[Point placement records]
▬▬▬▬▬▬

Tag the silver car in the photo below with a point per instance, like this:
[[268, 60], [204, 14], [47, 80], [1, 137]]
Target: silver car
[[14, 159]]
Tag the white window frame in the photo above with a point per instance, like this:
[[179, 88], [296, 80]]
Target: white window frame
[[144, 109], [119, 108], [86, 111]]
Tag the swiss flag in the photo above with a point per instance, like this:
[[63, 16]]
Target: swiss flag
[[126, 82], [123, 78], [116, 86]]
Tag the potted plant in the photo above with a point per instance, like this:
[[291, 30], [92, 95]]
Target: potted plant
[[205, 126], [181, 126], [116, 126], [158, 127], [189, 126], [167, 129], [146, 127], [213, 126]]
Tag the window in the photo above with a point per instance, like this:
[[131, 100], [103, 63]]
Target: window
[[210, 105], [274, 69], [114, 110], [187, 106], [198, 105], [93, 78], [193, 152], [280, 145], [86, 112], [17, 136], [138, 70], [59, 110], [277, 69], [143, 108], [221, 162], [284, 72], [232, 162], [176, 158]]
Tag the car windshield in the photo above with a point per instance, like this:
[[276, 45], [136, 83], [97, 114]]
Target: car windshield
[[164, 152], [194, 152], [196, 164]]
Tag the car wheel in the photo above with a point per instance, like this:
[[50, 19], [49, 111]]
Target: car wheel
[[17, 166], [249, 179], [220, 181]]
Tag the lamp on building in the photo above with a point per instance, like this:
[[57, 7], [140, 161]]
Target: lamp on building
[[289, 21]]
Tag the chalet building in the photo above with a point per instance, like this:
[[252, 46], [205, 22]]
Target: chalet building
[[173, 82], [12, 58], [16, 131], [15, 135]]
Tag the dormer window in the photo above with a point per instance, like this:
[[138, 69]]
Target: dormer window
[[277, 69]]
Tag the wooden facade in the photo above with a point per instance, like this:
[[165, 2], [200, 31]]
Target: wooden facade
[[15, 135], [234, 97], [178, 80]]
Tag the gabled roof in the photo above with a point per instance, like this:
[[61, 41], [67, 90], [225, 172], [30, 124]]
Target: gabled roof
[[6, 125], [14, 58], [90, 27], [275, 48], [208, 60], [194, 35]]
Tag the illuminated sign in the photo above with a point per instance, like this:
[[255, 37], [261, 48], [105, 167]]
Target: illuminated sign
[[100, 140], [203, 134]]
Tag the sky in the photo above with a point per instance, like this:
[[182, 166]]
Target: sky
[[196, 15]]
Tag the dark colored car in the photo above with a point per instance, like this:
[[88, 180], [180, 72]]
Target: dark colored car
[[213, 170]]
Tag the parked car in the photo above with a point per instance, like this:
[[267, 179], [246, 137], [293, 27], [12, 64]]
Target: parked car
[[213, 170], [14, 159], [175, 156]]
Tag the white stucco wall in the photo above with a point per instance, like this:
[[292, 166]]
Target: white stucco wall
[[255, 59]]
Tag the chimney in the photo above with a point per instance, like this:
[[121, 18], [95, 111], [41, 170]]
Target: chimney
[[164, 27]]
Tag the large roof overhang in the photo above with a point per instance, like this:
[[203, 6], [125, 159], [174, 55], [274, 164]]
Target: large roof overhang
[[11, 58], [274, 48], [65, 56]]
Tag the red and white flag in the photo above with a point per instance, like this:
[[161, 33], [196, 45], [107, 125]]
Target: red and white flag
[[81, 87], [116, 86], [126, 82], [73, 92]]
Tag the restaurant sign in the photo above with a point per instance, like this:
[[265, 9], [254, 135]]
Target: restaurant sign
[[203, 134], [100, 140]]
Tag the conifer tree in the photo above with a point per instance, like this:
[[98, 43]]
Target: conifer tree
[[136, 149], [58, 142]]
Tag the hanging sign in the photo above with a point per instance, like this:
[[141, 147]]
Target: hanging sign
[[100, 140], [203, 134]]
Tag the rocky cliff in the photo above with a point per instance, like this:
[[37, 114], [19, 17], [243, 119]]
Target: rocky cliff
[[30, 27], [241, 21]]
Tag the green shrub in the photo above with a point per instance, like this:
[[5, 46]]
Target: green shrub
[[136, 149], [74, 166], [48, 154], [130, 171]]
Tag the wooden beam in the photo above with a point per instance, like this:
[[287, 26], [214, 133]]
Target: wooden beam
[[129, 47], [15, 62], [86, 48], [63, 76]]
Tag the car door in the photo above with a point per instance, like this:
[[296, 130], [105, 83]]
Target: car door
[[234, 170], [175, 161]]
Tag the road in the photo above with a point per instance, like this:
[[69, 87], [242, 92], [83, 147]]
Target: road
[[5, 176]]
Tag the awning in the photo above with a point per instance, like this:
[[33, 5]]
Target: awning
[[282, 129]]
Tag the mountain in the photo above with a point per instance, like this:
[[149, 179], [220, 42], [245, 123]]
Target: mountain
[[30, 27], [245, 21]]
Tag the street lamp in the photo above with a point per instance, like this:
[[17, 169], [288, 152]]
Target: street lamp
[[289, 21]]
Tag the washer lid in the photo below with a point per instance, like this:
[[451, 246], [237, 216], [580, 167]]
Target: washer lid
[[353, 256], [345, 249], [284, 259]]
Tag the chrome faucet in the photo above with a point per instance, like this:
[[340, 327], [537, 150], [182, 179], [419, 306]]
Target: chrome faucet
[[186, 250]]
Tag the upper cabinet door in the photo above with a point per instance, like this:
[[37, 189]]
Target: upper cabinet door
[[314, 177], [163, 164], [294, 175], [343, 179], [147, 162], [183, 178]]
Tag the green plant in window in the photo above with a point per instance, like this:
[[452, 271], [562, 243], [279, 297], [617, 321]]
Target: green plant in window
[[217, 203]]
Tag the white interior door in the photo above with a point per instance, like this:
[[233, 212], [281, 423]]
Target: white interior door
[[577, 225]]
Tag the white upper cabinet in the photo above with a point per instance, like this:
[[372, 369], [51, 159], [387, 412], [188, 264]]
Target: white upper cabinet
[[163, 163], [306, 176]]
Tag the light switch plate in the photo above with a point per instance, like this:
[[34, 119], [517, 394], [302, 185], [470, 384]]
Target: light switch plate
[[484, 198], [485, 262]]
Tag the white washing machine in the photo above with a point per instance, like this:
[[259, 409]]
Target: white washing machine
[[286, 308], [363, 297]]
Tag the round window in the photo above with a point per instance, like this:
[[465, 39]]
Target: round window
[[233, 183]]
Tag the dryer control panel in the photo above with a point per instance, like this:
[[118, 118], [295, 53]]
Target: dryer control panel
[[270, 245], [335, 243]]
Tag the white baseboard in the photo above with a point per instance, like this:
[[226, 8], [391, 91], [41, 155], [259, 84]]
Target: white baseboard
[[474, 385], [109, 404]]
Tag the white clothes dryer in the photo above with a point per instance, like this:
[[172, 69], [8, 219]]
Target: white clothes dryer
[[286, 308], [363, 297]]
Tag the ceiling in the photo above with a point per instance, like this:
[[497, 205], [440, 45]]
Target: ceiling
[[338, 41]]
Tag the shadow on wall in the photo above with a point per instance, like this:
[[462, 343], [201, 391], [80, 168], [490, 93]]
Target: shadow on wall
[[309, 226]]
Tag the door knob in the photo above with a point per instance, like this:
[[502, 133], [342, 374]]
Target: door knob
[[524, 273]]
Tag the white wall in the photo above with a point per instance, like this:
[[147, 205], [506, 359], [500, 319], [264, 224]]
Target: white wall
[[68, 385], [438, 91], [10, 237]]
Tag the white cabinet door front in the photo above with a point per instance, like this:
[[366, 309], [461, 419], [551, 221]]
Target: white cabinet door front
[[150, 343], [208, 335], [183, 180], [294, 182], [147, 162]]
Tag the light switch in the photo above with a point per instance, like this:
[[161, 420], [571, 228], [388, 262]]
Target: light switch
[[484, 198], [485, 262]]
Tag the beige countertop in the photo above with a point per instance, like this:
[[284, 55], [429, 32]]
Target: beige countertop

▬▬▬▬▬▬

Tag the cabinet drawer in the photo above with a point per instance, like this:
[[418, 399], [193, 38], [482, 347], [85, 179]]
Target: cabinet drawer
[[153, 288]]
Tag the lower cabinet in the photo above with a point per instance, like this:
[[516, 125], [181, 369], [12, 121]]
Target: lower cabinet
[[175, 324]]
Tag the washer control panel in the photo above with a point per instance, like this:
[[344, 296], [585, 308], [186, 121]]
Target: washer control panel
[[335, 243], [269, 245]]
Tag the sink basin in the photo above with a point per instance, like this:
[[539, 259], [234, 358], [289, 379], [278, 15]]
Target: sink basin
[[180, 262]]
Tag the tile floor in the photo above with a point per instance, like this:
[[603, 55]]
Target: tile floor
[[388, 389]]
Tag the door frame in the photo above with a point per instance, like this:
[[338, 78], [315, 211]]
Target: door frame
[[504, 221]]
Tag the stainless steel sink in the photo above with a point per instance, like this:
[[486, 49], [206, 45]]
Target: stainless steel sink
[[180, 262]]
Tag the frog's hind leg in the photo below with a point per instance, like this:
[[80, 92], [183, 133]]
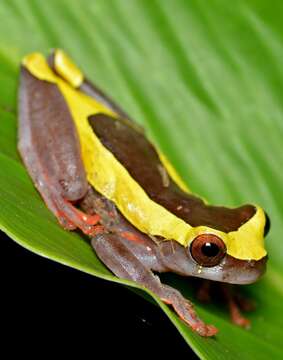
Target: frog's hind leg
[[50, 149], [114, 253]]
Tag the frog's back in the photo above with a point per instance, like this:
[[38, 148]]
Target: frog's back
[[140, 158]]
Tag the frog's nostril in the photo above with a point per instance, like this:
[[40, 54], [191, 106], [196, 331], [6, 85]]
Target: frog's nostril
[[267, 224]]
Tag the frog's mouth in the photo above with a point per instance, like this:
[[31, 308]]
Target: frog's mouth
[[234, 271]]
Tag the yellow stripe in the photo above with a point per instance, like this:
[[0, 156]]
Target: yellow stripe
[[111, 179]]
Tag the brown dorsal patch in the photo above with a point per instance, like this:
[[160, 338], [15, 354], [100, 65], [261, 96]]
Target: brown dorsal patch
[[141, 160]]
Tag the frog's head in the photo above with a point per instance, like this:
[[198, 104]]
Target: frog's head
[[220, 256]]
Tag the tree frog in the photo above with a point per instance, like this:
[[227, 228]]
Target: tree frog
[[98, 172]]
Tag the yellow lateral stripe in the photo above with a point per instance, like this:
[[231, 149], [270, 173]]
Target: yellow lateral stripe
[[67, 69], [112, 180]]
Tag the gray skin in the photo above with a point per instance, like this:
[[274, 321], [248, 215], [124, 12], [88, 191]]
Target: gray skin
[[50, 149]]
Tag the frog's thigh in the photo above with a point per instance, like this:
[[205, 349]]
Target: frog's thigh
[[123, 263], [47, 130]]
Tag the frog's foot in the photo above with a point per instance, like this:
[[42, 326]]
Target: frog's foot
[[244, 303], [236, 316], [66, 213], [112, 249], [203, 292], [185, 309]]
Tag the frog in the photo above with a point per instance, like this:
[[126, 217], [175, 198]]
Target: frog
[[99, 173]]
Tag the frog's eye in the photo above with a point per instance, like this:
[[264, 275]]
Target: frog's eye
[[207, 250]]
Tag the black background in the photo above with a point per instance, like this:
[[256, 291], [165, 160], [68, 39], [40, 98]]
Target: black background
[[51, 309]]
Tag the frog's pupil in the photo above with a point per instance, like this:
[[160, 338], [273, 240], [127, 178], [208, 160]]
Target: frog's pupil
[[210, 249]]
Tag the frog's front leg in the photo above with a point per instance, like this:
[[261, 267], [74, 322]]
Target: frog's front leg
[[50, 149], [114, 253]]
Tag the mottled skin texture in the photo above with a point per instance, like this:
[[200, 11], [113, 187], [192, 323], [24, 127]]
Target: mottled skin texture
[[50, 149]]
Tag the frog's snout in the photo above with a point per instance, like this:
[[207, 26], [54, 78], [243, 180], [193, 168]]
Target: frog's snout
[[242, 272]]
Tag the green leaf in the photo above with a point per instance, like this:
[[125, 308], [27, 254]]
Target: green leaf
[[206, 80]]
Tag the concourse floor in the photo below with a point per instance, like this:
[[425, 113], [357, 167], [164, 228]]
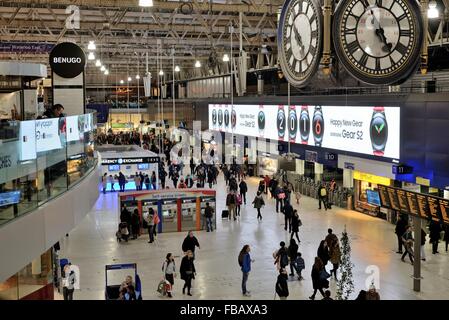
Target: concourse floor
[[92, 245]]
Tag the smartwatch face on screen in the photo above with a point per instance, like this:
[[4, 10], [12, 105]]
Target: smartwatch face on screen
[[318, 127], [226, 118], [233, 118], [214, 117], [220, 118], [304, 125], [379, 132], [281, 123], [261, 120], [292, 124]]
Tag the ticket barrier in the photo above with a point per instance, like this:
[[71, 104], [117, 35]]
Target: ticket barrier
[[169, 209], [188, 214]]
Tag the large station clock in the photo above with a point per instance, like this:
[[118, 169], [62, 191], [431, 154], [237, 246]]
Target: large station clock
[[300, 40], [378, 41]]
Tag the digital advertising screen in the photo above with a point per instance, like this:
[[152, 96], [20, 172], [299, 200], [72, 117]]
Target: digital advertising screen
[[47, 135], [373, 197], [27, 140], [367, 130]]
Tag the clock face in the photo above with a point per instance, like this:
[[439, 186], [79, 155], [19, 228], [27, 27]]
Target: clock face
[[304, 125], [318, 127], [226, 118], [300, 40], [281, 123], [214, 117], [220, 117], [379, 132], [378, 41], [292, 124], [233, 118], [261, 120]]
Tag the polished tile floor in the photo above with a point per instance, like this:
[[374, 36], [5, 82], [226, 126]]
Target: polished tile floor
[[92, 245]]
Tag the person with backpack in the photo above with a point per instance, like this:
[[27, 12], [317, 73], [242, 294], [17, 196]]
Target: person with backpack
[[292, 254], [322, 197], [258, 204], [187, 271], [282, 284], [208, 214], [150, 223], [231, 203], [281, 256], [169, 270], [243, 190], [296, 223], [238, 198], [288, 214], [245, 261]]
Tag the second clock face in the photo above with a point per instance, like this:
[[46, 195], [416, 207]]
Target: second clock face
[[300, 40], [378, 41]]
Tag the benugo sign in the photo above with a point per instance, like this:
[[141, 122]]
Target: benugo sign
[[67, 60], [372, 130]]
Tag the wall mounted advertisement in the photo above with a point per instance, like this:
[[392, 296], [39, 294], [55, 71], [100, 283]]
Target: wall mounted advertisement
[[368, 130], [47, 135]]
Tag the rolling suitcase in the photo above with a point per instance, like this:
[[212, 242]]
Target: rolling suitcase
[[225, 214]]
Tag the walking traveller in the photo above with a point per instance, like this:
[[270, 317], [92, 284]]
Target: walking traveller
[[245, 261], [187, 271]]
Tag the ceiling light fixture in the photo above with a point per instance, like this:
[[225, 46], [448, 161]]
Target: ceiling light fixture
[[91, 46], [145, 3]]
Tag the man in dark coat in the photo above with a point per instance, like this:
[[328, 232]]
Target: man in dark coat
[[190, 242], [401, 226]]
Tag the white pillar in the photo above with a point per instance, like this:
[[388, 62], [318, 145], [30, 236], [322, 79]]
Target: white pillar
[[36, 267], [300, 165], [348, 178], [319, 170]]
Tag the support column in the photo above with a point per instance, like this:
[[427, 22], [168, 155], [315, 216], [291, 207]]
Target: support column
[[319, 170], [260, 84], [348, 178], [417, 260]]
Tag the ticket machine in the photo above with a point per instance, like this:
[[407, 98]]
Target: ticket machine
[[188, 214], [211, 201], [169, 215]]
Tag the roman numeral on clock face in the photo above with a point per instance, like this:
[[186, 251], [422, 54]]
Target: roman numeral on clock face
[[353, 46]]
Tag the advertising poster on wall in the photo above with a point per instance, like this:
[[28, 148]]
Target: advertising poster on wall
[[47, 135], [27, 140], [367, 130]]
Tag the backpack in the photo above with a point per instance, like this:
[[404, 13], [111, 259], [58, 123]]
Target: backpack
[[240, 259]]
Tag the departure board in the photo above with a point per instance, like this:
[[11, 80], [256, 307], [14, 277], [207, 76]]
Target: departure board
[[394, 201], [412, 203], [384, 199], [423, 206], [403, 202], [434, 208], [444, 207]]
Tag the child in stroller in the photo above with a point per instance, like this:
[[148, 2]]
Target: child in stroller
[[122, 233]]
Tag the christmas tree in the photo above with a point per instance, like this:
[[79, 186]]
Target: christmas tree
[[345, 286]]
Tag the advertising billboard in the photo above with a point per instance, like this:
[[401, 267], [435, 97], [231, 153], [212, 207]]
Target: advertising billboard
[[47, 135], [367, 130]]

▬▬▬▬▬▬

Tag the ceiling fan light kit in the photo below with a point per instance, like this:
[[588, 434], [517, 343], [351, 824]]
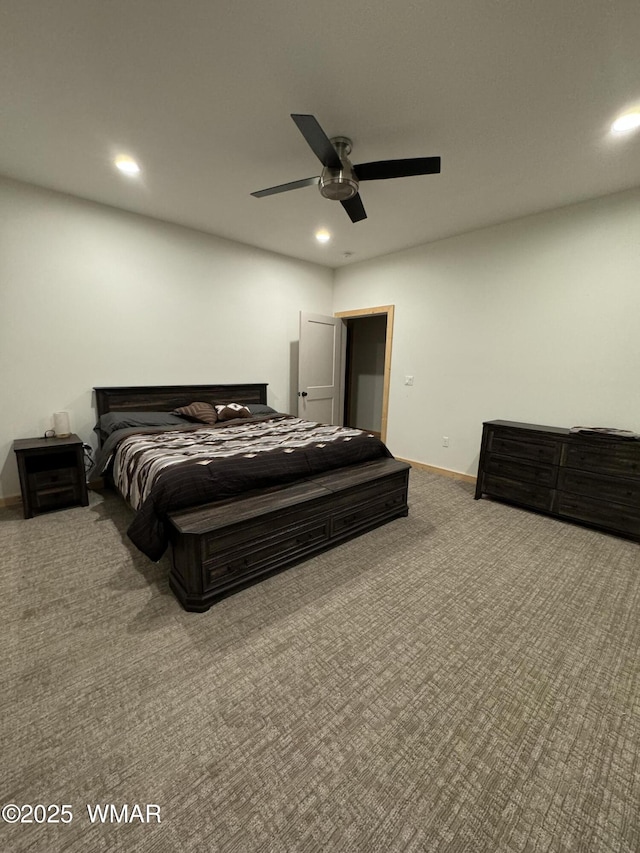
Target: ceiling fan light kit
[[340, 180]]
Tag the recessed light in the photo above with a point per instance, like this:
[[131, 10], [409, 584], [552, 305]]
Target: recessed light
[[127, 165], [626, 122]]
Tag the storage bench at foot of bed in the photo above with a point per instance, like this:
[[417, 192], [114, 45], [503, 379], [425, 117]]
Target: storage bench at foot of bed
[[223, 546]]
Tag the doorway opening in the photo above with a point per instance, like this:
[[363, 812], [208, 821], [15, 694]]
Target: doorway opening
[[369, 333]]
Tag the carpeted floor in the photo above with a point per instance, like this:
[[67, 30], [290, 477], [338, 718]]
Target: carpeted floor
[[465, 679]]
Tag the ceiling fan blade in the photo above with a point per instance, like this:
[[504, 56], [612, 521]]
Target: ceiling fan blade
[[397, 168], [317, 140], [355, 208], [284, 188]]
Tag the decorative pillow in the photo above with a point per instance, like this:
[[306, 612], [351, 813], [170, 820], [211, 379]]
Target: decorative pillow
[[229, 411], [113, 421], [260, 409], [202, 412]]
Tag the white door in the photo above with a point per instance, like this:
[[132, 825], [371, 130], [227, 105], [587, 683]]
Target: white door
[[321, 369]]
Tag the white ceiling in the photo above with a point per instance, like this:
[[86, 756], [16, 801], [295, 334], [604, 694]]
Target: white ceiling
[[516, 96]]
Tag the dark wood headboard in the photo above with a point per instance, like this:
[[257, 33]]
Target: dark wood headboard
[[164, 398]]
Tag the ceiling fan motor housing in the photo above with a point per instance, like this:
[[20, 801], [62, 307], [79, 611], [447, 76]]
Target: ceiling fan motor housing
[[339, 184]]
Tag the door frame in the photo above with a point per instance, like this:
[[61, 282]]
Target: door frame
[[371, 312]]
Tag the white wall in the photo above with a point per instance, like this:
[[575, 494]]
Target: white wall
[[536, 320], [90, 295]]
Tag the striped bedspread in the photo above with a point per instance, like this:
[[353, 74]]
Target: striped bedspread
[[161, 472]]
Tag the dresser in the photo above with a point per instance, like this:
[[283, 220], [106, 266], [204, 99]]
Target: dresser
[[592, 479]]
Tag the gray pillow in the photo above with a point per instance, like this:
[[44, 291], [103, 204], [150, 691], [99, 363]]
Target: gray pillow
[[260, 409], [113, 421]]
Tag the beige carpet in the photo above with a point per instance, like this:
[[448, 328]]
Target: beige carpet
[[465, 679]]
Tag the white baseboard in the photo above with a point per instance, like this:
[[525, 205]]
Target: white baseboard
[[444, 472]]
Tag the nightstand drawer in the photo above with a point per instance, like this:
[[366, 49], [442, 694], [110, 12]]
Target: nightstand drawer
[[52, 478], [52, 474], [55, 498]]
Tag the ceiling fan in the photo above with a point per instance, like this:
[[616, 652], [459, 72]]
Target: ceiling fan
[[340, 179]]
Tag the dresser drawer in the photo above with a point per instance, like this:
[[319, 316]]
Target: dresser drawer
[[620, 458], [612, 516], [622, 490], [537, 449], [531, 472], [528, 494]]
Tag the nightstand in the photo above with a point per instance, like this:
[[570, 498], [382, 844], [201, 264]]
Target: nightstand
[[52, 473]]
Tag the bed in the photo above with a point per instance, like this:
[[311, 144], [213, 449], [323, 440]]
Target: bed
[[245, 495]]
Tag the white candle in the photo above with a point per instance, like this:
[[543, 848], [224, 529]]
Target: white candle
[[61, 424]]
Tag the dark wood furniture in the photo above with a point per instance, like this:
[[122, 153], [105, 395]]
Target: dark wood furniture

▬▬▬▬▬▬

→ WHAT TO WORK ON
Copy out the data above word for word, starting at the line that contains "Tag the ceiling fan blade" and ending at the line that contains "[[161, 472]]", with both of those lines included.

→ REPLY
Tag the ceiling fan blade in the photo above with a point per instance, like this:
[[504, 56], [612, 521]]
Target: ceiling fan blade
[[397, 168], [317, 140], [355, 208], [284, 188]]
Tag the decorative pillow in the photo above with a point per instance, like this:
[[306, 612], [351, 813], [170, 820], [211, 379]]
Target: decorative pillow
[[229, 411], [113, 421], [260, 409], [202, 412]]
Tag the white door in the photo above with a point per instance, like this:
[[132, 825], [371, 130], [227, 105], [587, 683]]
Target: white door
[[321, 369]]
Tag the white ceiling in the photo above with a point per instance, like this:
[[86, 756], [16, 801], [295, 334], [604, 694]]
Target: white ceiling
[[516, 96]]
Tag the dark wood headboard in the photo above with a point per instance, like this:
[[257, 33]]
Target: dark wood headboard
[[164, 398]]
Tag the ceiling fan motor housing in the photo above with a point per instance, like this:
[[20, 801], [62, 307], [79, 611], [447, 76]]
Target: ceiling fan motor housing
[[339, 184]]
Tag the door frame in the photo above with a point per instance, like this:
[[61, 282]]
Target: door frame
[[371, 312]]
Tag the white wall in the photo above with a point per instance, like this:
[[575, 494]]
Target: white wall
[[536, 320], [90, 295]]
Tag the striped bedspread in the photo above with a point per instance, like this:
[[353, 74]]
Target: striped bedspread
[[161, 472]]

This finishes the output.